■ **TEXT BLOCK**
==============================

What events has Chase participated in recently?
Last month, Chase got to walk the red carpet at the Country Music Awards and share his story. In the same week, he acted as tour guide to several country artists (including Cole Swindell, Jon Pardi, Eric Paslay, and Noah Schnacky) and gave tours of his hospital in addition to helping interview these celebrities on CMN Hospitals’ Untold Miracles Podcast in Seacrest Studios. This will solicit donations and celebrity engagement for the hospital and CMN.
You can find more photos and a video of Chase in this blog post on the CMN Hospitals’ blog here.
Does Chase have any favorite country music personalities or celebrities that he’s met?
He has a lot of “favorites.” He typically likes the Miss America Contestants (state/local title holders). There is a joke that Chase has a girlfriend in every zip code and t-shirts have even been made that say “Chase’s Ladies” with one girl for every zip code. One shirt sold for quite a bit of money at a silent auction and we all get a good laugh every time we see someone wearing one.
His favorite country music celebrity is “Mr. Blake,” Blake Shelton. Chase had the opportunity to sing on his Christmas CD and they have worked together a few times. It is adorable; Blake is so tall and Chase is so short. Chase also likes John Schneider, who played Bo Duke on the Dukes of Hazzard and is also one of the founders of CMN. He teaches Chase how to drive fast and jump cars. They spend a lot of time discussing how to “floor it.”
Pictured above: Chase with Blake Shelton, left, and with John Schneider, right, earlier this year during a country radio seminar. He filmed commercials and did still photos with various country music personalities for CMN.
How sweet. Has Chase developed friendships with any of the other CMN kids?
CMN kids are all friends in real life, especially the local ones. Chase’s two best friends in CMN are Jessica and Maddox. Jessica is a sixteen-year-old brain cancer survivor. She helps “train up” Chase and prepare him for celebrity events and meet and greets. She is great!! Our family loves Jessica so much. She even babysits Chase in real life. His other bestie is Maddox. Chase had taken Maddox under his wing and was “training her up” much like Jessica worked with Chase when he was much younger. Maddox had Down Syndrome and a congenital heart defect. She sadly passed away this summer at five years old. It was one of the hardest things we have ever had to walk through with Chase. He still talks about Maddox several times per week and she remains a shining light in our life.

==============================

■ **DATA PROVIDED**
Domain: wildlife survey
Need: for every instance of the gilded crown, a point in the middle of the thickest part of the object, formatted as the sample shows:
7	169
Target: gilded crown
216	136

==============================

■ **TASK INSTRUCTIONS**
1. Using the interview about Chase, decide whether each statement agrees with it. Answer yes or no for each, and quote the deciding words exactly.
(a) Chase's favorite country music celebrity is Blake Shelton.
(b) Jessica is an eighteen-year-old brain cancer survivor.
(c) John Schneider is one of the founders of CMN.
2. From the interview about Chase, extract the passage between "You can find" and "that he’s met?", inclusive.

■ **ANSWERS BY TASK**
1.
(a) Yes: "His favorite country music celebrity is “Mr. Blake,” Blake Shelton."
(b) No: "Jessica is a sixteen-year-old brain cancer survivor."
(c) Yes: "is also one of the founders of CMN"

2.
You can find more photos and a video of Chase in this blog post on the CMN Hospitals’ blog here.
Does Chase have any favorite country music personalities or celebrities that he’s met?